***** Fragmento proporcionado
Decía el exlegislador aprista Javier Valle-Riestra que, en cuanto a poderes del Estado, el Congreso era primus inter pares, expresión latina que significa el primero entre iguales. “Eso ha existido en el Perú, incluso dentro de los Parlamentos sometidos a las dictaduras”, añadía. A juzgar por sus apetitos presupuestales, el Congreso actual se habría tomado demasiado en serio la sentencia de su exintegrante.
De acuerdo con una investigación publicada ayer por este Diario, el presupuesto del Congreso de la República para el 2023 asciende a S/928,2 millones, un monto superior en 43% a los S/649,6 millones de los que disponía en el 2021, al inicio del actual período legislativo. En una comparación regional, el Congreso peruano aparece como uno de los más costosos entre países vecinos. Solo Argentina, México y Brasil tienen presupuestos más altos y, pese a que el número de congresistas peruanos es relativamente menor (130), sus recursos son más abultados que los órganos legislativos con más integrantes, como Colombia y Chile, ambos bicamerales. Más aún, en una evaluación de presupuesto por parlamentario, el congresista peruano aparece como el segundo más costoso con S/7,1 millones por legislador, solo superado por sus pares brasileños. El Congreso de la República, por supuesto, tiene la facultad de aprobar su propio presupuesto, a diferencia de los ministerios u otros organismos del Estado.
Según analistas consultados, el problema de fondo no es tanto el sueldo por congresista –que está en línea con países similares–, sino otros gastos inflados, redundantes o innecesarios del Legislativo. La principal carga en este sentido sería la sobrepoblación laboral. Más del 70% del presupuesto de este año está asignado a personal y contribuciones a la seguridad social, porción que debe cubrir los sueldos de los más de 3.000 trabajadores internos, además del personal de confianza designado por los congresistas. La atención sobre la productividad de los trabajadores es mínima y los colocados por favores políticos antes que por capacidad técnica abundan.
**********
***** Datos proporcionados
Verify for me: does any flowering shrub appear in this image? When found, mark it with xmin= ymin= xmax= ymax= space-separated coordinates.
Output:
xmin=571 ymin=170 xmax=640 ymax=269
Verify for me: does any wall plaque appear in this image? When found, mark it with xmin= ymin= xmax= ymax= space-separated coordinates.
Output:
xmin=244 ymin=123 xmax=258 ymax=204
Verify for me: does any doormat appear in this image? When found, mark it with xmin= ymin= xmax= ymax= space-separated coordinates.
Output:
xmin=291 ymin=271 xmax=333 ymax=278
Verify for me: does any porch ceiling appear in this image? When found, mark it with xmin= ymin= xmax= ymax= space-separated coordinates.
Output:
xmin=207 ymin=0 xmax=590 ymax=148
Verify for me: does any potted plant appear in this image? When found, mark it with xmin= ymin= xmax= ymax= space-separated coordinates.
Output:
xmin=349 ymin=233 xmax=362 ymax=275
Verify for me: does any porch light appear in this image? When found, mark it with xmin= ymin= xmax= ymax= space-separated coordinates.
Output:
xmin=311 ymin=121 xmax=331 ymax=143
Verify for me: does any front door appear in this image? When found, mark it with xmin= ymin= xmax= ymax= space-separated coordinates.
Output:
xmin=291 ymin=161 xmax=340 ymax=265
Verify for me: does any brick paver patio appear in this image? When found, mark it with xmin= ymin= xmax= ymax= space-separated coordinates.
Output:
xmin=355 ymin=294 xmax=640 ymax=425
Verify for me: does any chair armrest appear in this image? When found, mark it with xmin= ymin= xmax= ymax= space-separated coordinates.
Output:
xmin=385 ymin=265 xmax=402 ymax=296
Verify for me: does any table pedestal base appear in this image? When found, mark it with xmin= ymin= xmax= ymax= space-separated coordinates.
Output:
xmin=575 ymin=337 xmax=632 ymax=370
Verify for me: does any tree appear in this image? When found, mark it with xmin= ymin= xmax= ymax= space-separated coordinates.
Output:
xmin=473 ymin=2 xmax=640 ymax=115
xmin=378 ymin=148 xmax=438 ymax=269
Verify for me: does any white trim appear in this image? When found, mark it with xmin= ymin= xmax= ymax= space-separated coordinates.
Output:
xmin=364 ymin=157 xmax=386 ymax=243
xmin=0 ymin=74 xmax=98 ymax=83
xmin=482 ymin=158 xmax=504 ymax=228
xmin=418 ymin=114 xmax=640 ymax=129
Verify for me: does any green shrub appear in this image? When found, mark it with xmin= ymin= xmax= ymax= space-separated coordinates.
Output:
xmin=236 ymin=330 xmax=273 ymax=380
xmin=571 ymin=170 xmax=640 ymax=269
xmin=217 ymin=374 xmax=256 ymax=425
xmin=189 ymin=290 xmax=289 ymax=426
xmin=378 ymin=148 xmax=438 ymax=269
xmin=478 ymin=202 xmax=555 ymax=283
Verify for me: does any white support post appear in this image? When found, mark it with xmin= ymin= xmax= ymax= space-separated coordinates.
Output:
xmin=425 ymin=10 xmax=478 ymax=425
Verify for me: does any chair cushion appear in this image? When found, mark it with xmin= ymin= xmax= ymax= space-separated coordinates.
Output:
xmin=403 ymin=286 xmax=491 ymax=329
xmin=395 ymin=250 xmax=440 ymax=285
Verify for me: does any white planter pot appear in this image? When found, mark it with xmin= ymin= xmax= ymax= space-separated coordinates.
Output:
**********
## Enunciado
Copia de nuevo el fragmento desde "Decía el exlegislador" hasta "de su exintegrante." y, por favor, sustituye "exlegislador" por "excongresista".

## Respuesta
Decía el excongresista aprista Javier Valle-Riestra que, en cuanto a poderes del Estado, el Congreso era primus inter pares, expresión latina que significa el primero entre iguales. “Eso ha existido en el Perú, incluso dentro de los Parlamentos sometidos a las dictaduras”, añadía. A juzgar por sus apetitos presupuestales, el Congreso actual se habría tomado demasiado en serio la sentencia de su exintegrante.